— WHAT YOU SHOULD DO —
Revise the rows starting at the one containing "Draw the outline of every instance of the fuzzy" and ending at the one containing "83 104 L 149", replacing "gray-green" with "silver-green" and leaving everything else unchanged. Give back only those rows.

— AVAILABLE RECORDS —
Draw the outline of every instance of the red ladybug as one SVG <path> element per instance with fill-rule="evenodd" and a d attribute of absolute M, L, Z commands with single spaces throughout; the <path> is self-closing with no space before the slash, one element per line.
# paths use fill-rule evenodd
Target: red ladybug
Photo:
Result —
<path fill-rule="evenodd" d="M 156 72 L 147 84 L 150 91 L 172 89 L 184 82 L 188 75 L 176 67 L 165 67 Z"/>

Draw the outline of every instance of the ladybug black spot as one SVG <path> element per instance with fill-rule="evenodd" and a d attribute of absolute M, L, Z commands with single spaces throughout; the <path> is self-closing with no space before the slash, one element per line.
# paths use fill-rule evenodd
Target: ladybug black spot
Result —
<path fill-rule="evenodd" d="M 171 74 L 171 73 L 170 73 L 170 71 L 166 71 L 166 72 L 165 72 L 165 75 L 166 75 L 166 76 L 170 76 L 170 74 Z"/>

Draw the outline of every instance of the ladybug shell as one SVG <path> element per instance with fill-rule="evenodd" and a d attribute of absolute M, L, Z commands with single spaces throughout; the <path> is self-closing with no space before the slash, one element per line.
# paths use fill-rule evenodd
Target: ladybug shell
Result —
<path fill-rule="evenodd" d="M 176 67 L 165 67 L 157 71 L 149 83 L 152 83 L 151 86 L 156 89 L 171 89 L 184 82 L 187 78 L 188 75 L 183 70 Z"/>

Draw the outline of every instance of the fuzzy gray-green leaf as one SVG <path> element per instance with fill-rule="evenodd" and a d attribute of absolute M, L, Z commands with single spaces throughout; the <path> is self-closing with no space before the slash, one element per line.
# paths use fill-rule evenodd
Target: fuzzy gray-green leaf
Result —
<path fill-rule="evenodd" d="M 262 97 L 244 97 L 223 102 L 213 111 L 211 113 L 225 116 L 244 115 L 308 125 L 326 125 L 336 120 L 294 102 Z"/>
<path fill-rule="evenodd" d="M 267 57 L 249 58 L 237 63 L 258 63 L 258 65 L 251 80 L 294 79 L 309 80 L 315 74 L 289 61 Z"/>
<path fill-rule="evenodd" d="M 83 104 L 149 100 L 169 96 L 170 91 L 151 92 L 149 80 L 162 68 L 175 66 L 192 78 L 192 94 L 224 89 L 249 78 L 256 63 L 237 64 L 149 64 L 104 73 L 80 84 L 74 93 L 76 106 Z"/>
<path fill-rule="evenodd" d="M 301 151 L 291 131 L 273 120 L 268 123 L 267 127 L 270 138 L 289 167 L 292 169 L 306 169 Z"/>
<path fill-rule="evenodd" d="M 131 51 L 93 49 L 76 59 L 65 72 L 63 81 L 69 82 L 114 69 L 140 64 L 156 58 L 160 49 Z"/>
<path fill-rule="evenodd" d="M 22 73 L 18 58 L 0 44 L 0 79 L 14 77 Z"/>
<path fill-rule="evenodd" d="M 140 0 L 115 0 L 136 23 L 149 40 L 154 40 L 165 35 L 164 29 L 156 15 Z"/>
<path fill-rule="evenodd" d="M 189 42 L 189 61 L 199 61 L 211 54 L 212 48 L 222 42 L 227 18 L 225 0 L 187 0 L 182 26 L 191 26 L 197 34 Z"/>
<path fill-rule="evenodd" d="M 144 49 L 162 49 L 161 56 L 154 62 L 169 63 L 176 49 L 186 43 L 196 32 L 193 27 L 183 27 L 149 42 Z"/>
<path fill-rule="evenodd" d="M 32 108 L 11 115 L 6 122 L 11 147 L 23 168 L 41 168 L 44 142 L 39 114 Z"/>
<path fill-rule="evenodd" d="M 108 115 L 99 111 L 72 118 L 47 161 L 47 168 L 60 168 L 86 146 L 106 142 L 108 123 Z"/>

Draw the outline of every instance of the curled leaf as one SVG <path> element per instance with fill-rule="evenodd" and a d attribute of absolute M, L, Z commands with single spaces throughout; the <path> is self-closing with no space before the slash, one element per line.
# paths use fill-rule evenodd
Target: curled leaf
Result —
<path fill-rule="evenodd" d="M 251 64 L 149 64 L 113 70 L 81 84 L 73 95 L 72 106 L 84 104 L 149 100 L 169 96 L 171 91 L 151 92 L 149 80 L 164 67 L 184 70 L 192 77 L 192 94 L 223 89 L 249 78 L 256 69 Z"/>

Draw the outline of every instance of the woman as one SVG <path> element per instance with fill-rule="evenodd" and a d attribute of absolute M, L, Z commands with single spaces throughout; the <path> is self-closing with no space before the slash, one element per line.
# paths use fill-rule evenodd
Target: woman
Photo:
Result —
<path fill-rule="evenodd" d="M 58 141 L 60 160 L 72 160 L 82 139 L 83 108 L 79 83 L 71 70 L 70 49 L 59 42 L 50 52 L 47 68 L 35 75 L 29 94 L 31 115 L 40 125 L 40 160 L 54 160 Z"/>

— FINAL ANSWER —
Draw the outline of every instance of the fuzzy silver-green leaf as one SVG <path> element per instance with fill-rule="evenodd" and a d attribute of absolute M, L, Z commands with single spaces throughout; the <path> is self-closing with no space before the slash, one element per line.
# paths use fill-rule evenodd
Target: fuzzy silver-green leaf
Result —
<path fill-rule="evenodd" d="M 262 97 L 244 97 L 223 102 L 213 111 L 211 113 L 225 116 L 244 115 L 308 125 L 326 125 L 336 120 L 294 102 Z"/>
<path fill-rule="evenodd" d="M 267 57 L 249 58 L 237 63 L 258 63 L 258 65 L 251 80 L 294 79 L 309 80 L 315 74 L 289 61 Z"/>
<path fill-rule="evenodd" d="M 83 104 L 149 100 L 169 96 L 170 91 L 151 92 L 149 80 L 162 68 L 175 66 L 192 78 L 192 94 L 224 89 L 249 78 L 256 63 L 237 64 L 149 64 L 104 73 L 80 84 L 74 93 L 76 106 Z"/>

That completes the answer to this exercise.